*Goal A:* Return every line of the records that contains the word "instance". Case counts.

*Passage:*
============
Solve for a, b, c, d?

a + b = (c + d) / 2

a + c = 2b + 2d

a + d = 1.5b + 1.5c

1 Answer
Feb 2, 2018

#(a, b, c, d) = (9lambda, lambda, 11lambda, 9lambda)#

Explanation:

Multiplying the first and third equations by #2# and rearranging slightly, we have:

#{ (2a+2b-c-d = 0), (a-2b+c-2d=0), (2a-3b-3c+2d=0) :}#

Adding the first two equations, we get:

#3a-3d=0#

Hence:

#a = d#

Substituting #a# for #d# in the first and third equations, we get:

#{ (a+2b-c=0), (4a-3b-3c=0) :}#

Mutiplying the first equation by #3# we get:

#{ (3a+6b-3c=0), (4a-3b-3c=0) :}#

Subtracting the first of these from the second, we get:

#a-9b=0#

Hence:

#a = 9b#

From a previous equation we have:

#c = a+2b = 9b+2b = 11b#

Writing #b = lambda#, we find there are infinitely many solutions all taking the form:

#(a, b, c, d) = (9lambda, lambda, 11lambda, 9lambda)#
============
*Data entries:*
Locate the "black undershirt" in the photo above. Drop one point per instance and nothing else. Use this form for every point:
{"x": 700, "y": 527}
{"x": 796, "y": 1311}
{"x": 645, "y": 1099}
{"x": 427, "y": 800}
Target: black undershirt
============
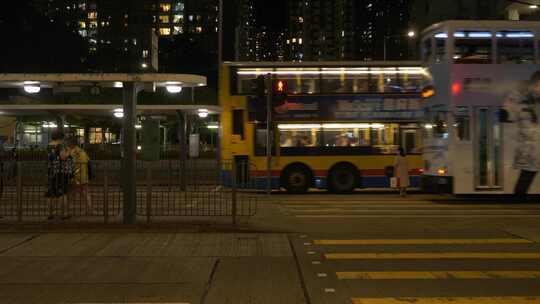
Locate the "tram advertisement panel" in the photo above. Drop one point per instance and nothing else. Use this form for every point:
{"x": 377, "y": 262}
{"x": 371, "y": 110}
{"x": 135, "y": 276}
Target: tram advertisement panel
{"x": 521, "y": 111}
============
*Goal B:* In the solution for a, b, c, and d, what expression for c in terms of b does the text give?

*Exercise result A:*
Locate the "black undershirt" in the photo above. Drop one point per instance and nothing else. Use this form for every point:
Locate the "tram advertisement panel" in the photo above. Drop one point per instance and nothing else. Use this form for every point:

*Exercise result B:* c = 11b